→ **Record list**:
>> Start

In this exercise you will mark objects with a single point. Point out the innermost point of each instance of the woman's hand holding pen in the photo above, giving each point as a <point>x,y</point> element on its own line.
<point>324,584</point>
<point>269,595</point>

>> End
>> Start

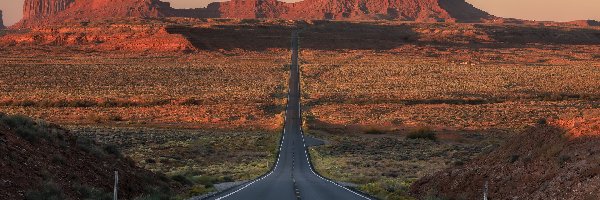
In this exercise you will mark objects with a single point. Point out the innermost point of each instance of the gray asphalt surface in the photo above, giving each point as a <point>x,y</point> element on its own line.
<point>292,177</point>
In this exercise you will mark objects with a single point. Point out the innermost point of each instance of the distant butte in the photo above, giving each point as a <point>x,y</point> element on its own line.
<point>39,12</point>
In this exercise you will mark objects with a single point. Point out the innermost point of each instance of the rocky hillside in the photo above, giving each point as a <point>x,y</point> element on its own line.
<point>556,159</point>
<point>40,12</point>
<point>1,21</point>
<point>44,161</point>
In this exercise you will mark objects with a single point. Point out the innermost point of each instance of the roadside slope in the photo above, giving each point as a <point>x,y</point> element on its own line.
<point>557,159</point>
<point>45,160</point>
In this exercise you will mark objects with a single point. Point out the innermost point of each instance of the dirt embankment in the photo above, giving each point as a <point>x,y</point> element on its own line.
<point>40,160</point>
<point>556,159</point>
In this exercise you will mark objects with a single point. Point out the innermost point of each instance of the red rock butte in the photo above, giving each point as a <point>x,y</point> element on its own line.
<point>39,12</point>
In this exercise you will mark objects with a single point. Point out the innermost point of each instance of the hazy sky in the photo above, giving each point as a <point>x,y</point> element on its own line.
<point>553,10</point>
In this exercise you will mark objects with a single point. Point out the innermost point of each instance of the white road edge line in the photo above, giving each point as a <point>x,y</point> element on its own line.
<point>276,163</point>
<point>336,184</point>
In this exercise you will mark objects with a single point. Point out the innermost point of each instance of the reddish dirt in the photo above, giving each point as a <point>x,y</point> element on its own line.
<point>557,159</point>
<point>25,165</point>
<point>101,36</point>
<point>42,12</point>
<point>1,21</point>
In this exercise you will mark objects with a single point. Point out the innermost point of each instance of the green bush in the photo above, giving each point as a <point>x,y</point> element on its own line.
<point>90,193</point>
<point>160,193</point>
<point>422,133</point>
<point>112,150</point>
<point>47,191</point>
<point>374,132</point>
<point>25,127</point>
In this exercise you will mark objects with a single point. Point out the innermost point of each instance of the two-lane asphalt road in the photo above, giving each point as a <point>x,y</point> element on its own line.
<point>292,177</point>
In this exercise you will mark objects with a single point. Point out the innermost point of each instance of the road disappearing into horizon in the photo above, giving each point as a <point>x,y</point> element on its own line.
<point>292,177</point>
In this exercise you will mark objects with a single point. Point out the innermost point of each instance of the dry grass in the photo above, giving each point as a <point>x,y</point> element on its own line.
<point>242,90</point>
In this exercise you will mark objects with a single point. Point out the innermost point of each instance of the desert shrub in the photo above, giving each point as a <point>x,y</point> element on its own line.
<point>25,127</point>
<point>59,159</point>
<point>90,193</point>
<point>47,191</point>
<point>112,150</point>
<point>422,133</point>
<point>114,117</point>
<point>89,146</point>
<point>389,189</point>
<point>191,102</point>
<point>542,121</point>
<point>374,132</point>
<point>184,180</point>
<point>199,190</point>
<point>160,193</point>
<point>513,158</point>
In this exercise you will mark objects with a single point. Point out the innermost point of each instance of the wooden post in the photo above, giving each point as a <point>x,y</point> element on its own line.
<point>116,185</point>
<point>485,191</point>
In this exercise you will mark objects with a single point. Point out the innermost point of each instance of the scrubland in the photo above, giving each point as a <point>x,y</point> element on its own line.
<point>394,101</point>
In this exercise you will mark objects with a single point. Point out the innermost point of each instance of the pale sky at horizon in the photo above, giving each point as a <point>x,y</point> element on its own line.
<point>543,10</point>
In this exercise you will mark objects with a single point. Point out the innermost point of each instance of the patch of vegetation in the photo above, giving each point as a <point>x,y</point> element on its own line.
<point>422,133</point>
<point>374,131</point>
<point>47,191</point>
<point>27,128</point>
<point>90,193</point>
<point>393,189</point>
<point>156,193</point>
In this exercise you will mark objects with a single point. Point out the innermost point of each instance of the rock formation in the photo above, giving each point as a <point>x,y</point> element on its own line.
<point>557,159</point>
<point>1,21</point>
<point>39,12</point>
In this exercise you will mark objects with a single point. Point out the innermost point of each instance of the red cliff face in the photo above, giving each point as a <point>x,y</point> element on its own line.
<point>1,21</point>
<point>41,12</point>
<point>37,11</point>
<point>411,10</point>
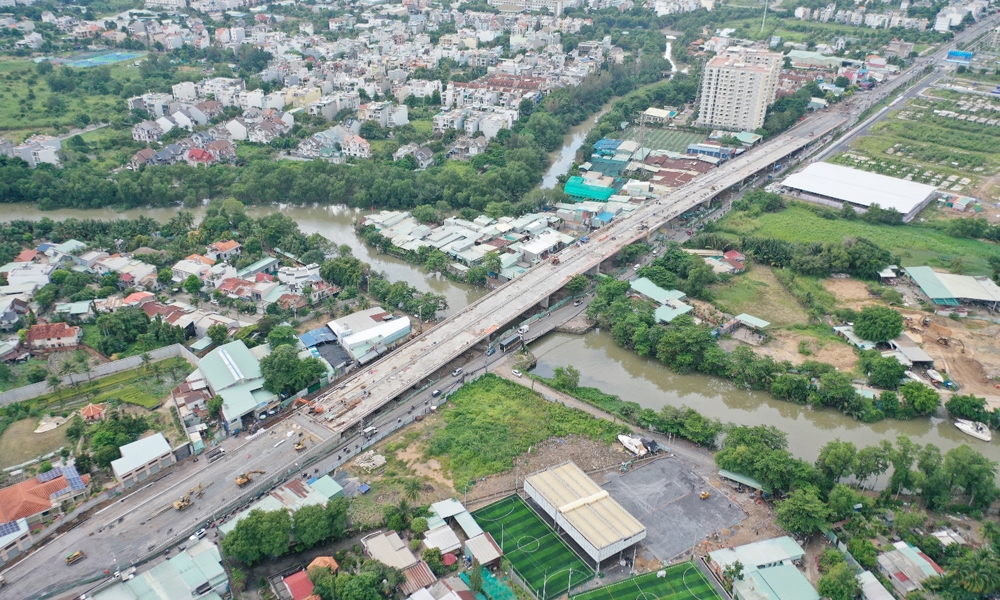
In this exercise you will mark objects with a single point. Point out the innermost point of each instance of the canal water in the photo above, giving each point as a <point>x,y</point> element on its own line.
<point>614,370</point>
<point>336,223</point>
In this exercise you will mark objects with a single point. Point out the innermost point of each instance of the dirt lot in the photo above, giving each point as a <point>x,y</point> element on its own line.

>> End

→ **To be done**: Reproduce verbatim everything in the records from the line containing "the rock formation" down to the line containing "<point>411,10</point>", including both of those lines.

→ **Result**:
In this exercise you will mark objects with a single point. Point out the innermost point of each instance of the rock formation in the photo above, giving each point as a <point>x,y</point> element on its own line.
<point>557,159</point>
<point>1,21</point>
<point>39,12</point>
In this exercise you will mark objects with a single point. Point out the innermost point of each instance of the red cliff face in the photo above, giving each point as a <point>x,y</point> element on its own line.
<point>1,21</point>
<point>41,12</point>
<point>37,11</point>
<point>411,10</point>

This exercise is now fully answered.